**Task item**: Type the records that follow again exactly as written, but drop the pictures.

**Information shown**:
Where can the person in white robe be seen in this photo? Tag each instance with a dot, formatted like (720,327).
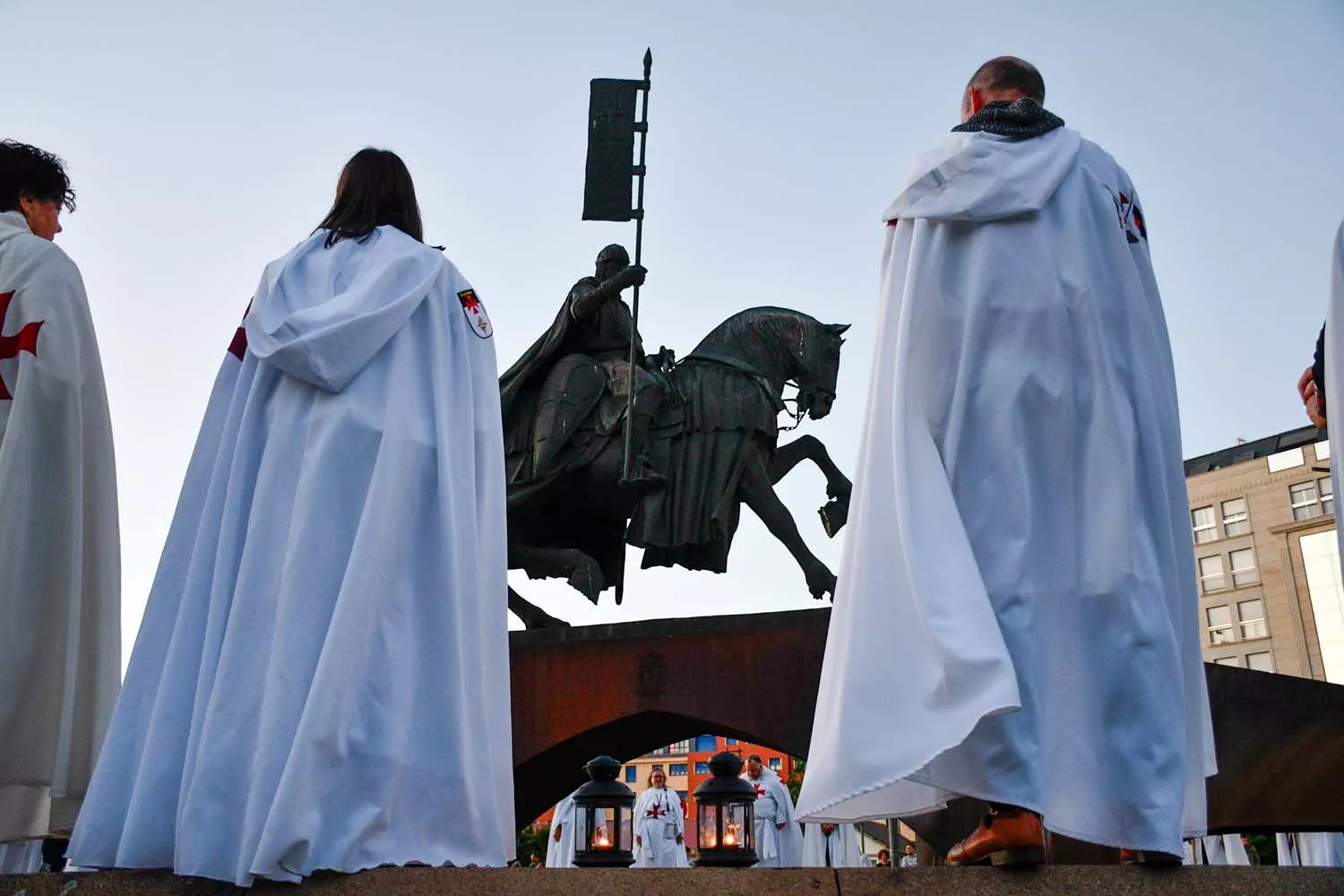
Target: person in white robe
(1324,849)
(1330,363)
(777,833)
(1019,555)
(1217,849)
(659,826)
(59,543)
(322,681)
(564,823)
(831,847)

**Solved exercise**:
Where can the person in white robe be seen in this photo? Tag each instance with a dot, formatted like (720,327).
Target: person in white robe
(1324,849)
(1330,363)
(777,833)
(1019,555)
(1217,849)
(659,826)
(59,543)
(322,681)
(564,823)
(831,847)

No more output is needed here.